Document segment:
● ● ● ● ● ● ●
# Heater safe to use in a kiln???



## Treecycle Hardwoods

I am looking for supplemental heat in my kilns. I have used light bulbs but they burn out so quickly and are a big pain to switch out when there is a load in the kiln. I reached out to an electrician friend to see what he would suggest but so far his searches have some up empty. I am hoping there is some sort of space heater that can withstand the high humidity environment inside of a kiln with out catching on fire. Any suggestions would be great!


----------



## davebug

What about some thing like this http://www.amazon.com/Zoo-Med-Repti...1385489182&sr=8-7&keywords=heating+light+bulb, it claims 'Perfect for high humidity terrariums'. Maybe one of the bulbs made for food heating may work since they are usually in a kitchen that is hot and humid and left on for long periods of time.


----------



## rdnkmedic

Have you tried the red heat lamps used to heat baby chicks. 150 watts I think. Get pretty hot. I have to adjust so I don't cook my chickens before they are big enough. Not sure about the humidity though.


----------



## Treecycle Hardwoods

no I havent' tried the restaurant or pet lights. I have thought of both just haven't pulled the trigger. I have went bigger with 500w plus sized ones. My kilns can hold 1200 and 1000 BF respectively (another small one at 275bf) I am in need of a larger heat source that will last. The 500w bulbs last only a few days running non-stop. Opening the kiln to swap the bulb is a PITA from a standpoint of my fat A$$ fitting back behind the stack and a loss of heat from opening it.

Reactions: Like 2


----------



## SDB777

Maybe an outside wood furnace that heats water, water could be pumped through the kiln via radiators?

Just thinking that all those 'caps' could be used instead of 'whatever you use them for now'....
And the only electricity would be from a low volume water pump.



Scott (I'm different, but is that a good thing) B

Reactions: Like 1


----------



## sprucegum

I would think one of the Modine type LP or Natural gas heaters would work as long as you purchase a model with sealed combustion that uses outside combustion air. I have a sterling in my shop, minimum clearances to combustibles is pretty tight and it is thermostatically controlled. The blower fan moves the hot air around very well. Mine is a 45,000 btu and it does a good job heating my 700 sq ft not too well insulated shop.


----------



## From The Forty

Greg,

I used to use the 500w halogen lamps like you are. I also ran into the same problem with them burning out, not to mention how poorly built most of lamps are themselves. I have been using a milkhouse heater in my kiln. I have to say that I have only run about 4 loads with it. It has been working well. I paid $8 bucks for it this spring. Even if the unit doesn't last that long, it still is cheaper. I don't think I ever made it with a complete load without burning out a halogen bulb. With the cost of those bulbs, two bulbs paid for the heater. BTW, if it wasn't already so darn cold here in WI, we would have to worry about this yet!
● ● ● ● ● ● ●
Instructions:
A) Echo the stretch of the kiln heater thread from "Reactions: Like 2" through "volume water pump.", word for word.
B) Proceed with the forum thread on heating a kiln, writing on from its last post.

Stored data entries
● ● ● ● ● ● ●
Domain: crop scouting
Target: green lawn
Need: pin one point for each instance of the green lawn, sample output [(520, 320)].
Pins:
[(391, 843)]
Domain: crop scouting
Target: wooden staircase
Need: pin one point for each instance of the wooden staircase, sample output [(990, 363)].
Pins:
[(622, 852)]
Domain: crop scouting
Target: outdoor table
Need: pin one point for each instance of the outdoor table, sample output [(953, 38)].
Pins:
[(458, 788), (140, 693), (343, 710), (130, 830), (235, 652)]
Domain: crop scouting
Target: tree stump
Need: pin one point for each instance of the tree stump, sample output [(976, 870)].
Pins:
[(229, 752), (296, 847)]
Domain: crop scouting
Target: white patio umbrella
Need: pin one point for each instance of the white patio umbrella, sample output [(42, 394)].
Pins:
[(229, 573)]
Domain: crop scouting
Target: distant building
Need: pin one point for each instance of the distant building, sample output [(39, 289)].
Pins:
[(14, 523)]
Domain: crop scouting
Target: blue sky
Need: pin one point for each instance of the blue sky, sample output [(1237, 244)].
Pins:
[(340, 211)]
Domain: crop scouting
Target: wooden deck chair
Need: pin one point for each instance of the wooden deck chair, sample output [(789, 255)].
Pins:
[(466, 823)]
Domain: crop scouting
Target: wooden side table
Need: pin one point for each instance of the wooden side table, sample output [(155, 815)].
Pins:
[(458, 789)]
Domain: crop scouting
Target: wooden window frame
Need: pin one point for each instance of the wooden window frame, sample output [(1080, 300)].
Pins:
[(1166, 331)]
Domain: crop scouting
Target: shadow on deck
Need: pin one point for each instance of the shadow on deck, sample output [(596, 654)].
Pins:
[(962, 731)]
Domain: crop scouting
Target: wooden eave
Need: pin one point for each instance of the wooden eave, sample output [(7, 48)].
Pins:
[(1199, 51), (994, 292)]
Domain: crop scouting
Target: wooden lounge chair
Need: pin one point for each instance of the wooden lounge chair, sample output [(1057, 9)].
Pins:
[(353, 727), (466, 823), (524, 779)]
● ● ● ● ● ● ●
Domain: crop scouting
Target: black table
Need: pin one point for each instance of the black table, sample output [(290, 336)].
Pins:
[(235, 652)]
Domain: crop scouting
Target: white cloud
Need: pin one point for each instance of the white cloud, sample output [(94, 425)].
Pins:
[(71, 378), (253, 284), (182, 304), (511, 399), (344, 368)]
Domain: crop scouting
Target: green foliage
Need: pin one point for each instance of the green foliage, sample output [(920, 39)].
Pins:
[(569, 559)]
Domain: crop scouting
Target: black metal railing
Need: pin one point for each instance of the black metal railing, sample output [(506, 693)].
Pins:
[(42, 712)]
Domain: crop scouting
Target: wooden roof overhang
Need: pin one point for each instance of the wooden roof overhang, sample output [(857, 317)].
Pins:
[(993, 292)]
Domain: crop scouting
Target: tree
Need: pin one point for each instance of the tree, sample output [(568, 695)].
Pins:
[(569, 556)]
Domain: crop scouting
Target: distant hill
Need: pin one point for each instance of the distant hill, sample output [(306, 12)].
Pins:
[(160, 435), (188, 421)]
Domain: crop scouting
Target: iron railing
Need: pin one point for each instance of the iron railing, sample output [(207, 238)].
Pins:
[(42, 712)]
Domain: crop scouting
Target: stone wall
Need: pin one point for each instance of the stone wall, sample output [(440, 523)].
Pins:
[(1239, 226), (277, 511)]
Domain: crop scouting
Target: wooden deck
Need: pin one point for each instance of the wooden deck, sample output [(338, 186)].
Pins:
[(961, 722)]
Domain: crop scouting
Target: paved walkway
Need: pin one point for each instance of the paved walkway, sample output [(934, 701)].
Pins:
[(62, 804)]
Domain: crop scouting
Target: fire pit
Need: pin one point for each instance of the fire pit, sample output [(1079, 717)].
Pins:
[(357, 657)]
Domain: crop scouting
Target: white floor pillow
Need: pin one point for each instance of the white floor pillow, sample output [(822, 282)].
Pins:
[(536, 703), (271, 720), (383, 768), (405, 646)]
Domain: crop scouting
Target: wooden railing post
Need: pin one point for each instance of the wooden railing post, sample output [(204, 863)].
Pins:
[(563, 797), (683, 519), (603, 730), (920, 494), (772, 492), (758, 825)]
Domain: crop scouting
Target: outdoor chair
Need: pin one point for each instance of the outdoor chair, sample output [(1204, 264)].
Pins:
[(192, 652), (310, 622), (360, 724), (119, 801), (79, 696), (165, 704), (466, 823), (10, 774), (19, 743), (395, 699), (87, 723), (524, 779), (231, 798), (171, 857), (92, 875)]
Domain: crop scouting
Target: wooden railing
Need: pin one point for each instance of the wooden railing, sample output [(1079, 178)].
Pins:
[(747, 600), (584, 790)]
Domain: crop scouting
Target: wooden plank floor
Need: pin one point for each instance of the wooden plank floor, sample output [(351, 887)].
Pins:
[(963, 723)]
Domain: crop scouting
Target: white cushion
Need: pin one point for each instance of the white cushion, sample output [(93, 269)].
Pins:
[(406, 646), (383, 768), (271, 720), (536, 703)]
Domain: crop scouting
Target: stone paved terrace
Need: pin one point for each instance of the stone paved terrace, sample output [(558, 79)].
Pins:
● ● ● ● ● ● ●
Outputs in order:
A)
Reactions: Like 2


----------



## SDB777

Maybe an outside wood furnace that heats water, water could be pumped through the kiln via radiators?

Just thinking that all those 'caps' could be used instead of 'whatever you use them for now'....
And the only electricity would be from a low volume water pump.

B)
Geoff

Reactions: Like 1


----------



## Treecycle Hardwoods

What is a milk house heater? I bought an oil radiant heat heater I am going to try. There is no exposed element and it only has a dial. 29 bucks at menards I will see how this one goes.


----------



## From The Forty

Here is a milkhouse heater. http://www.northerntool.com/shop/to...ci_sku=27828&gclid=CK_FwqGqkLsCFTNp7AodmSwAkg

Geoff

Reactions: Like 1


----------



## getaduck

FWIW I am researching how to make a kiln and came across a guy who had similar problems with light bulbs. What he discovered is that by running the light bulbs under their rated wattage (using a cheap household dimmer switch) he could exponentially increase their lifespan. He could also control the temperature too. I think I recall that he finally settled on two 100 watt bulbs, each running at about 60% capacity and he hadn't changed bulbs in years. BTW: I'll start a new thread if needed, but my kiln search constantly turns up Daren Nelson's plans. I've contacted him about buying them but he apparently has quit helping people build kilns (he said as of Jan 2014) and won't sell me plans. Anyone have the files, or your own plans based on Daren's that I could get a hold of?


----------



## Treecycle Hardwoods

That is interesting about the dimmer switch on the light bulbs. I ended up using an electric oil radiant heater for one of my kilns. It is on a timer with extra fans on a 6 hour cycle. I am aiming to let the wood rest for a while and not continuously heat it. It is working well. Over the winter with many many subzero days and nights it never dropped below 80 degrees in there.


----------



## BrentWin

Here's something that might work for you. They are made to keep the moisture down in electrical switchgear. As far as price, the 120v or 250v, 250 watt unit runs about $32.00

http://heaters.heatrex.com/viewitem...ters/enclosure-heater-switchgear-space-heater


----------



## JR Custom Calls

I think greenhouses are heated with some sort of propane or natural gas heater.. seems that the humidity would be higher in them, so there must be a solution there other than the electric oil heaters.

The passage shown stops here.